(Items from a dataset)
Start of Block

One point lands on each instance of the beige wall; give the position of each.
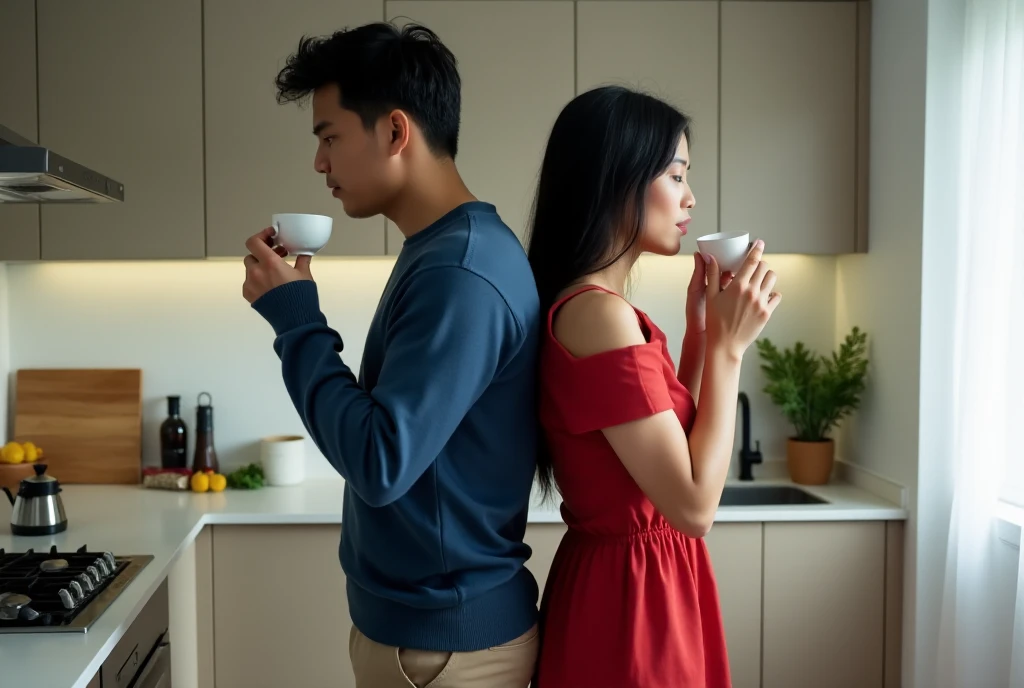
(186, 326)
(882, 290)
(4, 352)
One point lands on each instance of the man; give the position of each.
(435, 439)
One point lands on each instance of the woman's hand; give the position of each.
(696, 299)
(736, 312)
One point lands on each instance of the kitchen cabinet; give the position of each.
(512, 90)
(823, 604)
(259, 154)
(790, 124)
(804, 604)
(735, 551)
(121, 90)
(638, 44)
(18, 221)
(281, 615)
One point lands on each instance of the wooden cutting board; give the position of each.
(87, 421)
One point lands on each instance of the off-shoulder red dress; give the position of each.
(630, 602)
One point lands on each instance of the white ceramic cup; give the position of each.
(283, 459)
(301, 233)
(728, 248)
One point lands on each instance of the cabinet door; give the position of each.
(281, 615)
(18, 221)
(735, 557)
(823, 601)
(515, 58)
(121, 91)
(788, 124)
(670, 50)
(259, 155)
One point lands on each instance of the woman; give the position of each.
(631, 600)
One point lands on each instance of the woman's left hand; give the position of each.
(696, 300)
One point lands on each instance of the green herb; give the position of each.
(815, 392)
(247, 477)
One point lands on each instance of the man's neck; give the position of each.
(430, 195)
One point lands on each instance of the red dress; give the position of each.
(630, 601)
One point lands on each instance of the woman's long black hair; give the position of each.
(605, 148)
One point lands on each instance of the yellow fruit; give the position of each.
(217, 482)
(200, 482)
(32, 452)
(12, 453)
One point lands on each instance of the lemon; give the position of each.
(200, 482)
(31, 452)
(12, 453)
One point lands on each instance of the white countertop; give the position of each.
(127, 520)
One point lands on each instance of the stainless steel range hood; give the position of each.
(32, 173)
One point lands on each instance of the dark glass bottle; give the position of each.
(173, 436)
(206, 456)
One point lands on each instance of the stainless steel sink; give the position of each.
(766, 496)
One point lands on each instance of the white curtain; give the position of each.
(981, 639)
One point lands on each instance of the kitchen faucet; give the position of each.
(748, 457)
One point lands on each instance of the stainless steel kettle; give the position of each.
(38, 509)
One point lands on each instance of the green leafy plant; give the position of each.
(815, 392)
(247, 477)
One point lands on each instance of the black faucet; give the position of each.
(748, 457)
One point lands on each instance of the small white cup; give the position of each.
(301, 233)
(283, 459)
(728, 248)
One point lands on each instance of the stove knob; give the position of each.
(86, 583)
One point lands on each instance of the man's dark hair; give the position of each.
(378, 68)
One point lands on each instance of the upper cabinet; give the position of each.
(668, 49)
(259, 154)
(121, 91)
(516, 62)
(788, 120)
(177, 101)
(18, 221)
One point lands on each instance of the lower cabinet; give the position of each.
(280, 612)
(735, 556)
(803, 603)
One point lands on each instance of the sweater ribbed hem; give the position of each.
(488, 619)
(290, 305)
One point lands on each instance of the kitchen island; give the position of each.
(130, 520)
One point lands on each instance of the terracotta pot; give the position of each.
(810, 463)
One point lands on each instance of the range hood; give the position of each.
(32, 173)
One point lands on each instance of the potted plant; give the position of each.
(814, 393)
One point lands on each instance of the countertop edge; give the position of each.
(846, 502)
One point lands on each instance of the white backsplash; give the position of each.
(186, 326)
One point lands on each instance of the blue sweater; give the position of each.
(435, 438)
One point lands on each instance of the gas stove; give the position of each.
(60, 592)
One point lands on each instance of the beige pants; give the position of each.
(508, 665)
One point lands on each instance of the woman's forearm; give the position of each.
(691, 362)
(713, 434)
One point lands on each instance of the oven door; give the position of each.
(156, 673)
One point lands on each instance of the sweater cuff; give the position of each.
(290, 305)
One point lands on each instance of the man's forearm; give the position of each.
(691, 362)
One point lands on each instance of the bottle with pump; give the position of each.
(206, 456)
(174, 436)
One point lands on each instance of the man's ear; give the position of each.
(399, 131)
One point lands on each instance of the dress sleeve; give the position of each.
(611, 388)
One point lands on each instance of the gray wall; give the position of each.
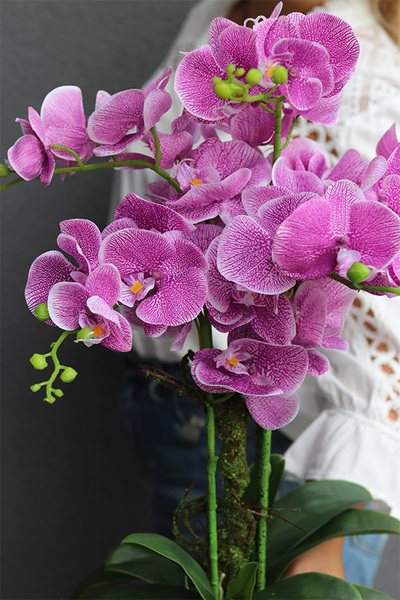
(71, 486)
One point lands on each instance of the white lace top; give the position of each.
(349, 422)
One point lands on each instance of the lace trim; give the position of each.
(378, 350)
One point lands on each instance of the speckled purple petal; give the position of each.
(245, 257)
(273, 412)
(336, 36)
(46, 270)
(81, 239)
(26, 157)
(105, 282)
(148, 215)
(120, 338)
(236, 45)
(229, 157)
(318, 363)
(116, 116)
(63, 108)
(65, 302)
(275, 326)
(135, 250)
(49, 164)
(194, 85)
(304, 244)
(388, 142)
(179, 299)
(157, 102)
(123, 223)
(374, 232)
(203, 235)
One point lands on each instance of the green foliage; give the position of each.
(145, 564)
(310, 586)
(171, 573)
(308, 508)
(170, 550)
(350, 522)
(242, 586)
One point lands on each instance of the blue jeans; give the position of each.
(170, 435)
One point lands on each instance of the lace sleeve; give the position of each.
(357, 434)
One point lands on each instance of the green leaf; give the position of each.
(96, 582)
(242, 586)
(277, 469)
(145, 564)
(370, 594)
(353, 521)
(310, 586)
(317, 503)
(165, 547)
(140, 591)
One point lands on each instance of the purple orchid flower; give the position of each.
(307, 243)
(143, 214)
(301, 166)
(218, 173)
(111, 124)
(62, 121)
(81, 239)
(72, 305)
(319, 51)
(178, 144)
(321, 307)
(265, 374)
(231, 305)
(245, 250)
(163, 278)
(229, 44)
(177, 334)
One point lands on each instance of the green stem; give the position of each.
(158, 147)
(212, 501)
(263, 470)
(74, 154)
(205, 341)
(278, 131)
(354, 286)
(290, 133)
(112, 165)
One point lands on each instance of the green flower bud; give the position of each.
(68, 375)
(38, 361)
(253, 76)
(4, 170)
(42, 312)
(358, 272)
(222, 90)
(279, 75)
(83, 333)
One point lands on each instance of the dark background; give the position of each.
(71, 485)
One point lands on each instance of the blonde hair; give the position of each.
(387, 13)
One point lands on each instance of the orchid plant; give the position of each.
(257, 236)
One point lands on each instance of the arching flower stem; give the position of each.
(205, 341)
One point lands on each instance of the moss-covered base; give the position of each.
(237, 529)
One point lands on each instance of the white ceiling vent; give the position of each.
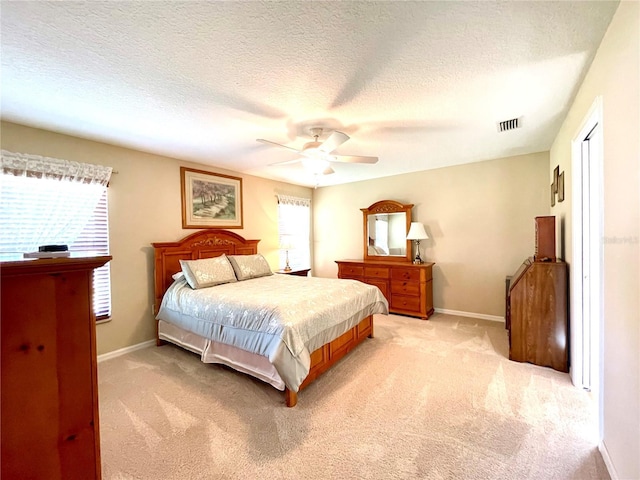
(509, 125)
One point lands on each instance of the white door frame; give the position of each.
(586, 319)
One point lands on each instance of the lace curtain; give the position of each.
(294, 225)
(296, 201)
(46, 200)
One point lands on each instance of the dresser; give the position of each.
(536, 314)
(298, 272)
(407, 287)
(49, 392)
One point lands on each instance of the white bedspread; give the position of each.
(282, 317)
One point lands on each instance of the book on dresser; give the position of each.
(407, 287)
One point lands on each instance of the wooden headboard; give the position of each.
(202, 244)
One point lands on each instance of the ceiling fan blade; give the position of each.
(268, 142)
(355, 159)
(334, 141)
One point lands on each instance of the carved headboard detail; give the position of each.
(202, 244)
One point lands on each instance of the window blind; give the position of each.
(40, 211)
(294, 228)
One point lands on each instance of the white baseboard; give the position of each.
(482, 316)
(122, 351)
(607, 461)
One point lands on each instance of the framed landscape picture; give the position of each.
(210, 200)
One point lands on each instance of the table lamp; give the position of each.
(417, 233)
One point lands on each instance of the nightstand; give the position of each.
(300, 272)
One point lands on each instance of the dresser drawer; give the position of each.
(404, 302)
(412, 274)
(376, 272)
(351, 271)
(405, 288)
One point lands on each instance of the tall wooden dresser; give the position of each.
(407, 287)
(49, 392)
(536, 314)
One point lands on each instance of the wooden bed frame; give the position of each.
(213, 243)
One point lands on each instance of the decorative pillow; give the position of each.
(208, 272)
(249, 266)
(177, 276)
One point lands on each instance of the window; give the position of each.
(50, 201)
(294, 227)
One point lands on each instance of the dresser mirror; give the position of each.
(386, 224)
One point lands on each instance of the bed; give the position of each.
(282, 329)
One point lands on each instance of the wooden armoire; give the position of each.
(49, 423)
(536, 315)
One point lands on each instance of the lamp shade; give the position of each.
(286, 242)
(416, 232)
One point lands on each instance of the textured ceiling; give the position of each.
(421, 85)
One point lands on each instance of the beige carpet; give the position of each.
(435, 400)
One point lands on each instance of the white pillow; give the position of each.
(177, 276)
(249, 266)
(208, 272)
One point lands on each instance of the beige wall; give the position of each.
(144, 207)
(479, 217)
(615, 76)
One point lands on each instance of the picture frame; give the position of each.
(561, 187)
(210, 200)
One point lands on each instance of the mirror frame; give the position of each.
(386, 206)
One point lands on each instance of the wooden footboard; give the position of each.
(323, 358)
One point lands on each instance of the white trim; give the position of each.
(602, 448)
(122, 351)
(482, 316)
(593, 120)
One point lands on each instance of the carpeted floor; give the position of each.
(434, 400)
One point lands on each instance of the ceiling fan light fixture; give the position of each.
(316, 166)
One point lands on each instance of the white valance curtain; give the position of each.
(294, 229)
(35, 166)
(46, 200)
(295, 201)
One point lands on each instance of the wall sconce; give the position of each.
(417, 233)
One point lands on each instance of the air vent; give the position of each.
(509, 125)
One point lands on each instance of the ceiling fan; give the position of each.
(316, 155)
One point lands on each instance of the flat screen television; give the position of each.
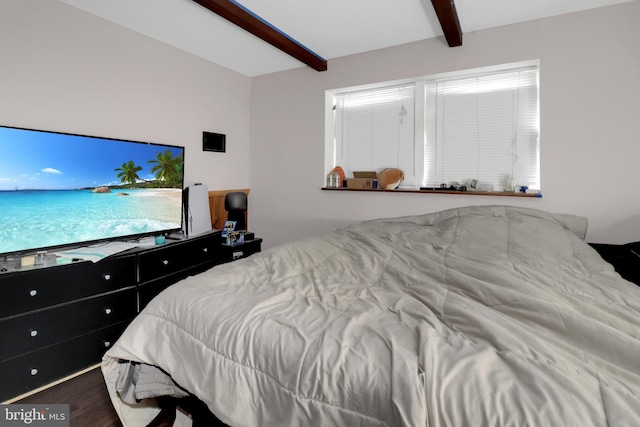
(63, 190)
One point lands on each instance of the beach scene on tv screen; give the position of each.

End of Block

Task requirements — Please retype exactly the lines from the one containing "One point lands on each instance of the window;" to the last line of the records above, both included, without any pictures.

The completed task —
One point lands on each instance of the window; give the position of each.
(50, 201)
(294, 227)
One point lands on each instance of the dresser mirror; give the position of each.
(386, 224)
One point lands on each instance of the bed; give the position of each.
(282, 329)
One point lands on each instance of the wooden armoire; give the position of each.
(49, 423)
(536, 315)
One point lands on each instance of the lamp shade; give the position of each.
(286, 242)
(416, 232)
One point lands on each instance of the textured ceiling; give the position of each.
(421, 85)
One point lands on each instance of the beige carpet; give the position of each.
(435, 400)
One point lands on each instance of the white pillow; give the position of each.
(177, 276)
(249, 266)
(208, 272)
One point lands on each instance of the beige wall; give the position of each.
(144, 207)
(479, 217)
(615, 76)
One point lands on each instance of the picture frame; give the position of each.
(561, 187)
(210, 200)
One point lands on each instance of the mirror frame; give the position of each.
(386, 206)
One point lands on each instance of the wooden footboard; give the position of each.
(323, 358)
One point lands on each instance of the white trim; give the position of each.
(602, 448)
(122, 351)
(482, 316)
(593, 120)
One point lands on each instance of the carpeted floor; give the position of each.
(434, 400)
One point lands on each instance of the ceiling fan light fixture; give the position of each.
(316, 166)
One point lands on each instance of the white valance curtain; give the position of each.
(294, 229)
(35, 166)
(46, 200)
(295, 201)
One point lands on each instance of the wall sconce; give the position of each.
(417, 233)
One point lands on each instance of the air vent; give the position of each.
(509, 125)
One point lands on each instance of the ceiling fan; give the position of each.
(316, 155)
One point lands on each instance of the flat screen television; give the position of each.
(63, 190)
One point lands on each instance of the beach scene on tv screen; give the position of each.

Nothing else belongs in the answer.